Kobe Bryant and the Lakers looked sharp early, taking a three-point lead during the opening period on the back of three three-point shots by number-24. Los Angeles looked like they had come to crash the party in Beantown; for a time. Then, as the quarter began to progress, so did Boston's confidence, their defensive tenacity and ultimately, their lead. Rajon Rondo started what would be a trend for the Celtics by making big plays on defense. He would contribute four-points, and more importantly, three-steals. LA was forced into six-turnovers in the opening 12-minutes of Game 5, 1/3 of what they had been averaging for the series. Despite poor shooting the Celtics did get 10-points out of Garnett, and still looked to be in control despite Pierce shooting one-of-six from the field, and Ray Allen leaving the game after being slashed across the eyes on a drive by Lamar Odom.
After one, it was 24-20 Celtics. And that's the closest it would be for the remainder of the game.
In the second quarter, the Celtics turned on the after burners. It started with three's by bench stars in James Posey and Eddie House. It continued with Ray Allen returning at the 6:05 mark. More defense came and so did more from Posey and House. During an 11-0 run in the middle of the second quarter, James Posey and Eddie House scored all of those points, pushing the lead up and up. While Kobe Bryant was held silent from the field, and Odom and Gasol did next to nothing much like the rest of the Lakers team, the Celtics continued to press the issue in all facets of the game which cullminated into an insurmountable halftime lead: 58-35.
The Lakers had been outhustled, outdefended, and pretty much outanything'd like so many times during the course of these Finals. The desparity in every angle of the game and any statistical category available was laughable:
- 11 first half turnovers for the Lakers
- 29% from the field for the Lakers
- Celtics Bench: 15-points
- Big 3: 35-points; Kevin Garnett: 17-points, one more than in all of Game 1.
- Zero offensive rebounds for the Lakers; nine for the Celtics
- Celtics doubled up the Lakers in rebounding
- Nine steals by the Celtics
What happened in the first half only continued and got much, much worse in the second. The game was lost at half time, it was labeled as KIA in the second. Like in the song "Hotel California", the champagne was put on ice, and the Celtics started to stab the beast with stealy knives -- only unlike the song and its story, they killed the beast.

Data provided
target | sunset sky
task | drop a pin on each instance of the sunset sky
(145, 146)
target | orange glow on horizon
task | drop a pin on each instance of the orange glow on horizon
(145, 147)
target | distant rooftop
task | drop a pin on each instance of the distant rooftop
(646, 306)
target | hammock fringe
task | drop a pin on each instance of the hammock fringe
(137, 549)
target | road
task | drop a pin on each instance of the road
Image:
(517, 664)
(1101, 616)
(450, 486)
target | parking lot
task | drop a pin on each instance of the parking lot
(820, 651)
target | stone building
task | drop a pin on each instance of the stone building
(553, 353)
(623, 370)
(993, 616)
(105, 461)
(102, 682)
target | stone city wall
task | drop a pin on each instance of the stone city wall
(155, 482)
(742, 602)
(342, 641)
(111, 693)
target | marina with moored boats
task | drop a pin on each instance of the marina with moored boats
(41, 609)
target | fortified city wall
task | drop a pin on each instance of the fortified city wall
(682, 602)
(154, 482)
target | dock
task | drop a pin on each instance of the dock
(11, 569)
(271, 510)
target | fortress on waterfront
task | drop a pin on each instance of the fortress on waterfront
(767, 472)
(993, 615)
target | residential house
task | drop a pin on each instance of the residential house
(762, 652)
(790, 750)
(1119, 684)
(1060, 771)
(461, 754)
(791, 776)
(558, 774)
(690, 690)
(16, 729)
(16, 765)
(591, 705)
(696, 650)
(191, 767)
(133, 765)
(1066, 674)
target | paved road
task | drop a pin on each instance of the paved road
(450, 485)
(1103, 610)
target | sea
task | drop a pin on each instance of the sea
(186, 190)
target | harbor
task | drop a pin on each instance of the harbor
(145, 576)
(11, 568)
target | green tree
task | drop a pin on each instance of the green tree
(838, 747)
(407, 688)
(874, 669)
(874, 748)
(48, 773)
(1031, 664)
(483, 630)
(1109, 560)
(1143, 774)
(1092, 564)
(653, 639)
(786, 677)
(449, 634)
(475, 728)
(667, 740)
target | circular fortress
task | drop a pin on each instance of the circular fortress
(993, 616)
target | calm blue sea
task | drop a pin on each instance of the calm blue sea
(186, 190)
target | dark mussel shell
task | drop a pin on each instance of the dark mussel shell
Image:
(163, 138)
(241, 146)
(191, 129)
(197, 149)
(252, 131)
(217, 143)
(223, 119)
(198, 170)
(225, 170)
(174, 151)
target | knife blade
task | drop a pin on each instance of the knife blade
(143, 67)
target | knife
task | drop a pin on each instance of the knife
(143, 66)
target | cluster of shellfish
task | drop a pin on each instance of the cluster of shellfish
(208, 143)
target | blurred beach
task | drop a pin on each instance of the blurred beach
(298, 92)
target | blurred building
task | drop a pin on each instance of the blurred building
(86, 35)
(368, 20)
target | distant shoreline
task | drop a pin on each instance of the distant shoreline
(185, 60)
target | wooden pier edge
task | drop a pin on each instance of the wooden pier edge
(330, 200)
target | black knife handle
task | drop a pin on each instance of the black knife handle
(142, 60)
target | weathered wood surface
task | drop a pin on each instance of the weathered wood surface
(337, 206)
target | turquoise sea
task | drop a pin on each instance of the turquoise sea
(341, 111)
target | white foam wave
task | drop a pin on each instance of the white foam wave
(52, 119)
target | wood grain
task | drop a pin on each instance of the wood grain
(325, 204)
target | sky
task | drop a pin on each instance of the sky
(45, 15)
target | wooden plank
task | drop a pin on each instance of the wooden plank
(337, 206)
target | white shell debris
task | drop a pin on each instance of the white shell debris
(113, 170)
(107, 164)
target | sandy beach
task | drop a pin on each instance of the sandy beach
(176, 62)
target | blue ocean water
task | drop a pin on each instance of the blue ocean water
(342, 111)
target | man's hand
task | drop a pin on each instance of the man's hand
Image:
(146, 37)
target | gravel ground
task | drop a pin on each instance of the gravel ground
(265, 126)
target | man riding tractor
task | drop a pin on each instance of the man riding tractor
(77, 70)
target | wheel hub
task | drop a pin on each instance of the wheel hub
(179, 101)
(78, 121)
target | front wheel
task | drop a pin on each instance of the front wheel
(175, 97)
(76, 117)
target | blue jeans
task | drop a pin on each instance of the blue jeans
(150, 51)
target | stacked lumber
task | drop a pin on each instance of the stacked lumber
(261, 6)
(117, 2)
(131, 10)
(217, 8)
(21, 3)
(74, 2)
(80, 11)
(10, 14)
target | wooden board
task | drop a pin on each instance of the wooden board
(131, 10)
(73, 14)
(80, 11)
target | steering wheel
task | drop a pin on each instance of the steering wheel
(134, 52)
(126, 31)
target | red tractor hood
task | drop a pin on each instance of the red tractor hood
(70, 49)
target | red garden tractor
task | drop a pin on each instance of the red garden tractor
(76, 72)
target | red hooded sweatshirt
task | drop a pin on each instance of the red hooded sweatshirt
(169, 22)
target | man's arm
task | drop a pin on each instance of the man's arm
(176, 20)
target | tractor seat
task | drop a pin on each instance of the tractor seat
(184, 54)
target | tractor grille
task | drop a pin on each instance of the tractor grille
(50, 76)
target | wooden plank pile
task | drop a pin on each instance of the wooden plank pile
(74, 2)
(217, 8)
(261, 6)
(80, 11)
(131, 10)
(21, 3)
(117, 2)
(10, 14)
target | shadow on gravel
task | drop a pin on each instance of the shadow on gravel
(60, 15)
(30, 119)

Written problem A
Using the game recap, answer each question:
(i) What was the score after the first quarter?
(ii) At what mark did Ray Allen return in the second quarter?
(iii) How many offensive rebounds did the Lakers have in the first half?
Written problem B
Decide whether each statement agrees with the game recap. Answer yes or no, and quote the deciding words.
(i) Rajon Rondo had three steals.
(ii) The Lakers shot 35% from the field in the first half.
(iii) The Celtics led 58-35 at halftime.
The records play no part in this work.

Correct answer A
(i) 24-20 Celtics
(ii) The 6:05 mark
(iii) Zero

Correct answer B
(i) Yes: "He would contribute four-points, and more importantly, three-steals."
(ii) No: "29% from the field for the Lakers"
(iii) Yes: "an insurmountable halftime lead: 58-35."